[Records from a data source]:

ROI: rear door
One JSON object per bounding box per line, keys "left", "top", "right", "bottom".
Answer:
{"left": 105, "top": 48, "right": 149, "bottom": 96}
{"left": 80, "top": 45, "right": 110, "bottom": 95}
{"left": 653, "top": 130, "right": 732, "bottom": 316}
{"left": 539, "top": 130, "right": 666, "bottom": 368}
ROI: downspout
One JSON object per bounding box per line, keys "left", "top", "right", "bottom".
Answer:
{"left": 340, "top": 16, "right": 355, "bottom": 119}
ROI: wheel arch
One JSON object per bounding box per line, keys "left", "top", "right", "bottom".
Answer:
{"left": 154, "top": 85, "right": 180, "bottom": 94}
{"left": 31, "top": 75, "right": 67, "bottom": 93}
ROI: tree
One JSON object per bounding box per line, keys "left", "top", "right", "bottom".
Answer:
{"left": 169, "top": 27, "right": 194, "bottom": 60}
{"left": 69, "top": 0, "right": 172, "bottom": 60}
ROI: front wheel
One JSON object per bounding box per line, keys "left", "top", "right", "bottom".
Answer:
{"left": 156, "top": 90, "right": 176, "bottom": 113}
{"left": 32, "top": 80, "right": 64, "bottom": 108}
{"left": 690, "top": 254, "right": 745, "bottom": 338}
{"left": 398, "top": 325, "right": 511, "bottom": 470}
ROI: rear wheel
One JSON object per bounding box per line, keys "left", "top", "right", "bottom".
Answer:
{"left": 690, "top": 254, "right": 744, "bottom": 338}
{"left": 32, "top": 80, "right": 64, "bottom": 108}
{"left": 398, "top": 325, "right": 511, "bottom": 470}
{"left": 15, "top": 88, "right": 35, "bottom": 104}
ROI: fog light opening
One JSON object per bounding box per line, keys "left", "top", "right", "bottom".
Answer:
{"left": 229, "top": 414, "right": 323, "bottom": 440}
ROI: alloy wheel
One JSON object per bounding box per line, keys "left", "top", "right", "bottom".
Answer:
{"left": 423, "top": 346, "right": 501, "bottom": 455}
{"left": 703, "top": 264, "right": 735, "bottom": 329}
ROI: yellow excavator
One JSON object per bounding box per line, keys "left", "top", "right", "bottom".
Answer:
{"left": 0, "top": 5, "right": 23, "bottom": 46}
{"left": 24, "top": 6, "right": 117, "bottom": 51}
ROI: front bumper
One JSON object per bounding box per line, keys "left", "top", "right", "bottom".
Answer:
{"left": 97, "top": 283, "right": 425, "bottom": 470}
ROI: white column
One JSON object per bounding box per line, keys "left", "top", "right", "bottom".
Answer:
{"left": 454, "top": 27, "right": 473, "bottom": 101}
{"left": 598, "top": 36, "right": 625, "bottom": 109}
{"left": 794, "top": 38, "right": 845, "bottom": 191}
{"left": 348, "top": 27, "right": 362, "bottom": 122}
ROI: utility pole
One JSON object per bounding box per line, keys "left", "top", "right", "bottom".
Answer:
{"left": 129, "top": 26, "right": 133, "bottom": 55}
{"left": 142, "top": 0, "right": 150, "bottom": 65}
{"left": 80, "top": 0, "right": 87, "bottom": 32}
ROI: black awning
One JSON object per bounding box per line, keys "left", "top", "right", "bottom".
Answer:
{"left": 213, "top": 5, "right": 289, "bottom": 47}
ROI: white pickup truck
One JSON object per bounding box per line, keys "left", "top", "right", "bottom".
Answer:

[INSTRUCTIONS TO FOLLOW]: Report every line of the records that contains the word "wheel".

[RESPONSE TO THE EXERCISE]:
ROI: wheel arch
ROI: front wheel
ROI: rear wheel
ROI: alloy wheel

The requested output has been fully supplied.